--- Text excerpt ---
*** Block opens ***
Mrs. Syamala Kumari M.

Yadla Murali Krishna, Barla Bhuvanesh Kiran, Majji Sai Nikhil, Tammina Deekshit Kumar.

Department of Information Engineering and Computational Technology, MVGR College of Engineering (A), Vizianagaram, Andhra Pradesh, India

Abstract — Clinical documentation is one of the most persistent bottlenecks in modern healthcare. Physicians spend an estimated 4.5 hours per day on electronic health record documentation, reducing time available for direct patient care. This work presents the AI Medical Scribe System, a full-stack application that automates the generation of structured clinical notes from real-time doctor- patient conversations.

The system captures audio through a browser-based interface and streams binary audio chunks over WebSocket to a FastAPI backend. The Whisper Large v3 model, accessed through the Groq inference API, performs real-time speech-to-text transcription. The resulting transcript is then processed by the LLaMA 3.1 8B Instant large language model, which extracts clinically relevant information and generates structured SOAP (Subjective, Objective, Assessment, Plan) notes in JSON format.
*** Block closes ***
--- The data ---
*** Block opens ***
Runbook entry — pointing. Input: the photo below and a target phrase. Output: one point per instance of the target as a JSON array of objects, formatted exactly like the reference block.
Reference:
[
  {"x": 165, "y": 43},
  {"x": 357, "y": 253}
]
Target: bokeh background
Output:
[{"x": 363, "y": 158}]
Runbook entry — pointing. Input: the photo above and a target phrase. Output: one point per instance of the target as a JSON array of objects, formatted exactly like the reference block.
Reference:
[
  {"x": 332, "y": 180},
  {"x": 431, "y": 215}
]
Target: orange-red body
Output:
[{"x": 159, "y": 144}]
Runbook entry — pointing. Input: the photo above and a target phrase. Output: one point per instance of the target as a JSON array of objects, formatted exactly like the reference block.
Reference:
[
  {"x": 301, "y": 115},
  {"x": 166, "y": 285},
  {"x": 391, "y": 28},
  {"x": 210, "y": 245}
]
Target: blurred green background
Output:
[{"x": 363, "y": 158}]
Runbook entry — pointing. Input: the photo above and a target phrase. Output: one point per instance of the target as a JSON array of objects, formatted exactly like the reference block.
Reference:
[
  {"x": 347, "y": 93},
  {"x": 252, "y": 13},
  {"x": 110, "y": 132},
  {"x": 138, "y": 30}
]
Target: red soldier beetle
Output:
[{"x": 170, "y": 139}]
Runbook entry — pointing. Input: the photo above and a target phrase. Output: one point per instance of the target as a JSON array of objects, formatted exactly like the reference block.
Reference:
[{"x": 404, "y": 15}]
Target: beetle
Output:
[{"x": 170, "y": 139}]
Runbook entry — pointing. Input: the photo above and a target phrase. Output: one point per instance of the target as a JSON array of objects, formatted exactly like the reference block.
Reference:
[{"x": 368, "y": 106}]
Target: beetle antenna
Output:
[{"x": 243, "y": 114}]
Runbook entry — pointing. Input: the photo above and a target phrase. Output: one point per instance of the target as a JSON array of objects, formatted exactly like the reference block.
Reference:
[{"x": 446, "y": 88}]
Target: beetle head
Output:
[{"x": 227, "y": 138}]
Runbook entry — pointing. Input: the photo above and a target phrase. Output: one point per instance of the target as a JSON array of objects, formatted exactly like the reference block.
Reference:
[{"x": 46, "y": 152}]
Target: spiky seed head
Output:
*** Block closes ***
--- Tasks to perform ---
1 – Update the AI Medical Scribe paper excerpt, starting at "Department of Information" and ending at "doctor- patient conversations.", so that "bottlenecks" is swapped for "obstacles".
2 – In the AI Medical Scribe paper excerpt, which model performs the real-time speech-to-text transcription?
3 – Carry the AI Medical Scribe paper excerpt on from its final sentence.

--- Answers per task ---
1 –
Department of Information Engineering and Computational Technology, MVGR College of Engineering (A), Vizianagaram, Andhra Pradesh, India

Abstract — Clinical documentation is one of the most persistent obstacles in modern healthcare. Physicians spend an estimated 4.5 hours per day on electronic health record documentation, reducing time available for direct patient care. This work presents the AI Medical Scribe System, a full-stack application that automates the generation of structured clinical notes from real-time doctor- patient conversations.

2 – The Whisper Large v3 model, accessed through the Groq inference API.

3 –
The application is built on a modern full-stack architecture: Next.js 16 for the frontend, FastAPI with Uvicorn for the backend, and MongoDB Atlas for cloud-based persistent storage. Additional features include patient record management, searchable session history, editable SOAP editor, custom clinical section support, clinic profile customization with branding, and professional PDF report generation using jsPDF. JWT-based authentication with bcrypt password hashing ensures secure multi-user access.

End-to-end testing across 33 structured test cases demonstrated a 100% pass rate across all seven functional modules. The system achieves its objective of reducing documentation time while maintaining clinical accuracy. Its cloud-only AI inference architecture eliminates the need for local GPU hardware, making it practically deployable in small clinic and individual practitioner settings without infrastructure investment.

Keywords: Automatic Speech Recognition, Clinical Documentation, FastAPI, Large Language Model, Medical NLP, Real-Time Transcription, SOAP Notes, WebSocket.